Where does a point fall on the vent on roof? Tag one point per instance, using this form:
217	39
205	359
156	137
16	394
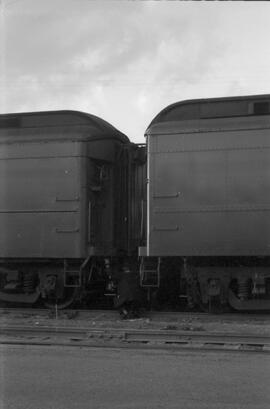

····················

*WRITTEN INSTRUCTION:* Recast the listing above as a numbered list with one line per item, skipping any blank lines and leaving out the picture.

*RESULT:*
1. Where does a point fall on the vent on roof? Tag one point per instance, using this form:
2. 217	39
3. 205	359
4. 156	137
5. 16	394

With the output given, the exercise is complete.